_Travail à faire_
**1.** Relevez, dans leur ordre d'apparition, toutes les villes nommées dans l'extrait sur les élections locales en Turquie.
**2.** Sélectionnez chaque ligne des enregistrements qui contient la chaîne "rear", en tenant compte de la casse.

_Extrait du document_
========

Elections locales en Turquie : un camouflet inédit pour le régime

En Turquie, les oppositions viennent d’obtenir une victoire inattendue face à la coalition au pouvoir, menée par le président récemment réélu Recep Tayyip Erdogan. Une bonne nouvelle pour le camp démocratique mais aussi pour le mouvement kurde, qu’analyse dans cet article Emre Öngün, même si le régime n’a nullement dit son dernier mot et a déjà commencé à remettre en cause le verdict des urnes.

Tiré du site de la revue Contretemps.

Les élections pour renouveler l’ensemble des collectivités locales en Turquie ont eu lieu le 31 mars 2024. Il s’agissait d’un scrutin multiple. Chaque électeur/trice était appelé-e à voter plusieurs fois : pour son muhtar (élu à l’échelle du quartier ou du village en zone rurale), le/la maire, le conseil municipal et, dans le cas des « municipalités métropolitaines », pour le/la maire métropolitain-e, et pour les départements sans « municipalité métropolitaine » des conseils départementaux (qui ont assez peu d’importance en Turquie).

Deux précisions doivent donc être faites concernant ces formes de représentation :

1) Les « municipalités métropolitaines » correspondent à peu près au statut de Paris en France. Elles regroupent, d’une part, municipalité et département en une seule institution et, d’autre part, elles se subdivisent en arrondissements (39 à Istanbul dont la population varie entre 16.000 et 1 million d’habitants). Les membres du conseil de la métropole sont élus dans les arrondissements (comme pour Paris, Lyon et Marseille). Il existe 30 municipalités métropolitaines en Turquie dont la population varie entre 750 milles habitants (Erzurum)[1] à 16 millions (Istanbul)… Ces 30 métropoles représentent plus des trois-quarts de la population totale.

========

_Données de l'exercice_
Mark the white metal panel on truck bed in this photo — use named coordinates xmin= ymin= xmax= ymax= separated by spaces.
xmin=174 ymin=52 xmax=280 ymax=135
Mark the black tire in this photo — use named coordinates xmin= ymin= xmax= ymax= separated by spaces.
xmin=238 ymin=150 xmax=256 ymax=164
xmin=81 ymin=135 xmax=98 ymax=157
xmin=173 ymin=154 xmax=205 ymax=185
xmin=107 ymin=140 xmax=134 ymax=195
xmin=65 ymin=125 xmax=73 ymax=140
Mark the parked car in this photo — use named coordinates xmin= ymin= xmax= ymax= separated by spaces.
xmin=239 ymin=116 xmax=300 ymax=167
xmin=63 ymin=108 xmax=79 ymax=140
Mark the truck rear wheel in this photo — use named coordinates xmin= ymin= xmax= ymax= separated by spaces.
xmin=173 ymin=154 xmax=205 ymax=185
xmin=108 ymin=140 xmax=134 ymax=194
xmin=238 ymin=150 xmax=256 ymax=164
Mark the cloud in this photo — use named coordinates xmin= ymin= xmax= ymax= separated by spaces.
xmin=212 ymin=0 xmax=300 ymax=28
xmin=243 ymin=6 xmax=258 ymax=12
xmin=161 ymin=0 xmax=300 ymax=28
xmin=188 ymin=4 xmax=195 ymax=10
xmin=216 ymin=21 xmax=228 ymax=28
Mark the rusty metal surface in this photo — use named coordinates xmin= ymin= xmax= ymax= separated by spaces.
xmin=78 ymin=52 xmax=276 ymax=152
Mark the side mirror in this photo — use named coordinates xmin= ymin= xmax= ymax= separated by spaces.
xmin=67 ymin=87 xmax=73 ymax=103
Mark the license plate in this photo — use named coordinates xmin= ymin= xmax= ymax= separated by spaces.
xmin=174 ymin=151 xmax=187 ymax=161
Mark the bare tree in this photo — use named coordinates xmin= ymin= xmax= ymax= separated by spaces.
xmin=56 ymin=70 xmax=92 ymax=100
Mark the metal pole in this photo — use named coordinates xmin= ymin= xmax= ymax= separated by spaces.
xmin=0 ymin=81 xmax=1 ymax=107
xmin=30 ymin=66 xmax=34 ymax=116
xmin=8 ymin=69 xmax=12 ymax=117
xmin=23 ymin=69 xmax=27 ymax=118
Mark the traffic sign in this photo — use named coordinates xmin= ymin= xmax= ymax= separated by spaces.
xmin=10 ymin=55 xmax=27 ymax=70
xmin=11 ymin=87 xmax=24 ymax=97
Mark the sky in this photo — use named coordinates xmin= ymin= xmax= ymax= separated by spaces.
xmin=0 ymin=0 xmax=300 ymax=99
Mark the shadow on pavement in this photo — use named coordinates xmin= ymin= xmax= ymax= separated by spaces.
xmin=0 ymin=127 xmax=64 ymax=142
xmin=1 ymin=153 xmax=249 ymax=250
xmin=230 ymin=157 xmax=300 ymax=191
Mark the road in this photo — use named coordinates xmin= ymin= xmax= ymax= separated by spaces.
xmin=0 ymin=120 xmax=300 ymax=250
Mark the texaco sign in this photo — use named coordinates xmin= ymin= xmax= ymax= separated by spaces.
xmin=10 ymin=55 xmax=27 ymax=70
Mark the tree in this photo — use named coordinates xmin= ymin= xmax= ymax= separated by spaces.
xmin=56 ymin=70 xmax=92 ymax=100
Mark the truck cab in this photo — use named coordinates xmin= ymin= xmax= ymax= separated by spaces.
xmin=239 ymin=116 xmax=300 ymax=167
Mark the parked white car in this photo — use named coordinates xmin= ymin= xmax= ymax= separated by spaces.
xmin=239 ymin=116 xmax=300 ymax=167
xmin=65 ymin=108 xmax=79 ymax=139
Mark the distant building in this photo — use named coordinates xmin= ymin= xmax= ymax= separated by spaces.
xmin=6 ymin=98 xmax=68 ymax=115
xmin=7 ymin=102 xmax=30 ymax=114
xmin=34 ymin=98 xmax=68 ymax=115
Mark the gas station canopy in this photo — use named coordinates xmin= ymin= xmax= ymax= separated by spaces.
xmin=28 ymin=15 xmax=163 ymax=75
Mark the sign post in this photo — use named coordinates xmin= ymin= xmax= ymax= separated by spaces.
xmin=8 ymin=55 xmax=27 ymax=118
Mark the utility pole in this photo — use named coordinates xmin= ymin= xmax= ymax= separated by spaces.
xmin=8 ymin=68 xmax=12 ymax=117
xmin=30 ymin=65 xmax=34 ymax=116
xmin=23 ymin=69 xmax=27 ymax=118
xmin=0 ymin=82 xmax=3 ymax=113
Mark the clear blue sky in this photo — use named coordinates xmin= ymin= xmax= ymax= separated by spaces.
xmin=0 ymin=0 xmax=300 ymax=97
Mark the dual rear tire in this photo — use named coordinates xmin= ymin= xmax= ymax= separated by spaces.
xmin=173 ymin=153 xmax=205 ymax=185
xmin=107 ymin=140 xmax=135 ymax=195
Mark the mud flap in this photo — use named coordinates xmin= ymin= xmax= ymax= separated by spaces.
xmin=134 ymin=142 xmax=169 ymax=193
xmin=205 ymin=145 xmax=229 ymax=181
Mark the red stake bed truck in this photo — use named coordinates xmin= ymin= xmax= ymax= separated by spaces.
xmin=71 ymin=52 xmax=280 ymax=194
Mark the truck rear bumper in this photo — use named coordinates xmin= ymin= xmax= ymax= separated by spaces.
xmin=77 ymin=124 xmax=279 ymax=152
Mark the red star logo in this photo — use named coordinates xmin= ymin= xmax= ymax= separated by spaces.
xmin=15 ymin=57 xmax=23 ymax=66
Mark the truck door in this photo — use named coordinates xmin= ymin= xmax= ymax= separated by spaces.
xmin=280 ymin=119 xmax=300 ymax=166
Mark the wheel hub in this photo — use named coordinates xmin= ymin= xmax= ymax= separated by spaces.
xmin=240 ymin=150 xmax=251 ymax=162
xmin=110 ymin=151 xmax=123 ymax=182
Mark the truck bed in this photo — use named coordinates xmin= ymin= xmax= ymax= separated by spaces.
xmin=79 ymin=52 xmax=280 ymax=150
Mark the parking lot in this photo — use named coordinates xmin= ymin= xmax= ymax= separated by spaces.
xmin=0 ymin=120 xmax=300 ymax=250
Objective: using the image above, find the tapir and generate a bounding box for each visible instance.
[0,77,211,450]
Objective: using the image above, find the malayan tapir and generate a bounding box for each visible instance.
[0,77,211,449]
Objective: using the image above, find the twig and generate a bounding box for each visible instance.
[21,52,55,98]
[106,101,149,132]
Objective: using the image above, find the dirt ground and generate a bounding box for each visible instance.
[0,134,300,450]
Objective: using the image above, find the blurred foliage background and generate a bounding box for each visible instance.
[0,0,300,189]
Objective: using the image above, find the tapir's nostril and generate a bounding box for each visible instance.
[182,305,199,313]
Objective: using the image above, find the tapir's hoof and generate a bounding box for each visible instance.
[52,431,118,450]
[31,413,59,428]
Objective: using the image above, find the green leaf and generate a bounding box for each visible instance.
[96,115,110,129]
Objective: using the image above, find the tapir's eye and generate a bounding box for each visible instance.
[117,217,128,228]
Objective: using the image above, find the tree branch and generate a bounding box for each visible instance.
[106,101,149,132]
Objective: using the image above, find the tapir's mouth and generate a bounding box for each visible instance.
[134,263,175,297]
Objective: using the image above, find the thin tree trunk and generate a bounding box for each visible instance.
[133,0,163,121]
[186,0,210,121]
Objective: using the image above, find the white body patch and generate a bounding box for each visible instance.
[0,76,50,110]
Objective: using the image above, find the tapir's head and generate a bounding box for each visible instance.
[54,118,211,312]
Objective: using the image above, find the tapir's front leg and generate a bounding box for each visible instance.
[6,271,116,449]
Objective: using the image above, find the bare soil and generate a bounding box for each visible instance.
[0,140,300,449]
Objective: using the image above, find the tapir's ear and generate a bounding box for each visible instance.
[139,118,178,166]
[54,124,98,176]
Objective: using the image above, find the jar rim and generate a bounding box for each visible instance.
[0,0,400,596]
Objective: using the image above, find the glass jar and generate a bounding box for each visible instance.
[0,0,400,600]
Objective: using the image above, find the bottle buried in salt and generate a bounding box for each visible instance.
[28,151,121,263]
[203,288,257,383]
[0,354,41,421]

========

_Liste des réponses_
**1.** Paris, Istanbul, Lyon, Marseille, Erzurum

**2.**
Mark the truck rear wheel in this photo — use named coordinates xmin= ymin= xmax= ymax= separated by spaces.
Mark the dual rear tire in this photo — use named coordinates xmin= ymin= xmax= ymax= separated by spaces.
Mark the truck rear bumper in this photo — use named coordinates xmin= ymin= xmax= ymax= separated by spaces.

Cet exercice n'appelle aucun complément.